Black+White Photography

Winter landscapes

With its snow-covered landscapes, isolated details and stark contrasts, winter is the perfect season to shoot minimalist images. Lee Frost offers his top tips for making much less go a lot further.

All images © Lee Frost

Image: Senja, Norway

1. Where and when to shoot

Ideally, you need fresh snow blanketing the landscape. I shoot most of my minimalist winter landscapes in Iceland and Norway, where heavy snowfall is pretty much guaranteed, so if you’re thinking about a trip to Iceland, I’d definitely recommend going between January and March. In the UK, it’s anyone’s guess from one year to the next if we’ll get snow, although the further north and the higher you go, the greater the probability that you will. Upland regions of Yorkshire, Derbyshire, Cumbria and Northumberland are good bets. Snow in the Scottish Highlands is pretty much a given. I also favour overcast days, so the sky is plain and simple – flat grey sky and crisp white snow creates a perfect backdrop. Cloudless blue sky can work well too, but the light is much harsher, whereas on overcast days the light is very soft. You don’t really want strong shadows, as they make the compositions more complicated.
----
Please translate this sentence from the winter landscapes article into Spanish: "Snow in the Scottish Highlands is pretty much a given." The rows come from a separate source.
----
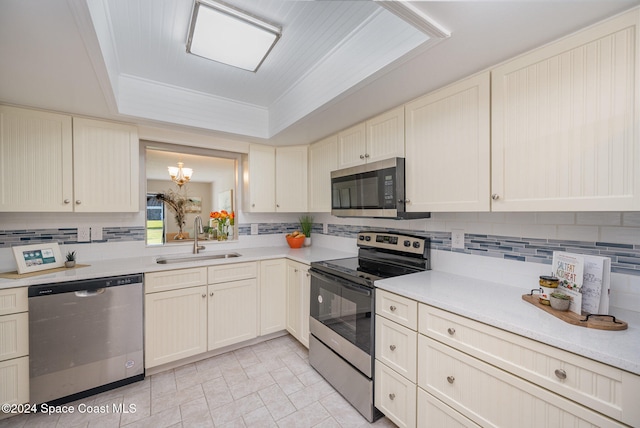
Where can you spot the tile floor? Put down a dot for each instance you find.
(270, 384)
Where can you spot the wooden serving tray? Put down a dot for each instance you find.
(600, 322)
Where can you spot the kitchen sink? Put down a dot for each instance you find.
(195, 258)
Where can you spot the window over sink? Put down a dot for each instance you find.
(211, 187)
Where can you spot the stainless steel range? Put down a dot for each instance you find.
(342, 304)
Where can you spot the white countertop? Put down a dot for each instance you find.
(145, 264)
(502, 306)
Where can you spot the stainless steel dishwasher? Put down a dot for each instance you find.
(85, 337)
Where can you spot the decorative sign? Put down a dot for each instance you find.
(32, 258)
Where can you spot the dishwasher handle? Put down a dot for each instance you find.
(90, 293)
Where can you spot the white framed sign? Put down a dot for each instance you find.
(32, 258)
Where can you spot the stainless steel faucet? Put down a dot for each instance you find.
(197, 229)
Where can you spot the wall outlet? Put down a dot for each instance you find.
(457, 238)
(84, 234)
(96, 233)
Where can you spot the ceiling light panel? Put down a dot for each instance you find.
(227, 35)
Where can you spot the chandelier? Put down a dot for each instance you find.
(180, 175)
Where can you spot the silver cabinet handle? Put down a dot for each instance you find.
(561, 374)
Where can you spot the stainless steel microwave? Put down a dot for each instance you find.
(375, 189)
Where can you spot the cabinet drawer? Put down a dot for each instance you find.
(232, 272)
(397, 308)
(434, 413)
(397, 347)
(395, 396)
(174, 279)
(13, 300)
(14, 331)
(14, 378)
(495, 398)
(598, 386)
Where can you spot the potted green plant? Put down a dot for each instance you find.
(71, 259)
(306, 223)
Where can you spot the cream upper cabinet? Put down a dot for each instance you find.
(291, 179)
(565, 123)
(448, 148)
(36, 155)
(379, 138)
(276, 179)
(260, 179)
(105, 166)
(67, 164)
(323, 158)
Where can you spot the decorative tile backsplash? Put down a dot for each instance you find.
(625, 258)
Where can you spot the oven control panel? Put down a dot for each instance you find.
(393, 241)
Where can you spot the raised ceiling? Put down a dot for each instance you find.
(338, 62)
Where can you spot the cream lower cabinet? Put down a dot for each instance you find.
(298, 290)
(175, 315)
(497, 378)
(232, 313)
(14, 346)
(396, 353)
(273, 296)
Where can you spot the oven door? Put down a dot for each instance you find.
(341, 316)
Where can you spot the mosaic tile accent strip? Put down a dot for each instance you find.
(625, 258)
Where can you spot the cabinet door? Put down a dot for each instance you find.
(448, 148)
(175, 325)
(14, 378)
(565, 123)
(260, 184)
(273, 296)
(105, 166)
(35, 161)
(232, 312)
(323, 158)
(385, 135)
(291, 179)
(352, 146)
(305, 292)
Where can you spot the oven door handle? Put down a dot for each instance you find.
(365, 291)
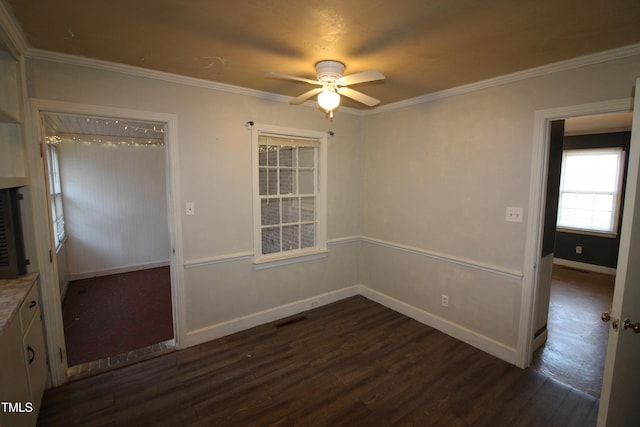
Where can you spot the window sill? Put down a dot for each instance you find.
(278, 260)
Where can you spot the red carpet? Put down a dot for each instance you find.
(109, 315)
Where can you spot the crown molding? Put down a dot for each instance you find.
(11, 33)
(581, 61)
(80, 61)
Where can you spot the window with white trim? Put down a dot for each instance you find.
(55, 190)
(289, 193)
(590, 190)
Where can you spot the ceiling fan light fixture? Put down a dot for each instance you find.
(328, 100)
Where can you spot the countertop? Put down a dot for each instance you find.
(12, 294)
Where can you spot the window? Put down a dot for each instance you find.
(55, 189)
(289, 193)
(590, 187)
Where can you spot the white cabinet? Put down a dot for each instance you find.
(13, 170)
(23, 363)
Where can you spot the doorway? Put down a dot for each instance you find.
(109, 219)
(580, 265)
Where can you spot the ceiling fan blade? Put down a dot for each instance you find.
(358, 96)
(300, 99)
(273, 75)
(361, 77)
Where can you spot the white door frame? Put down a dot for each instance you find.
(539, 165)
(51, 301)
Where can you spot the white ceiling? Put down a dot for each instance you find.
----
» WRITTEN ANSWER:
La nieve en las Tierras Altas de Escocia está prácticamente garantizada.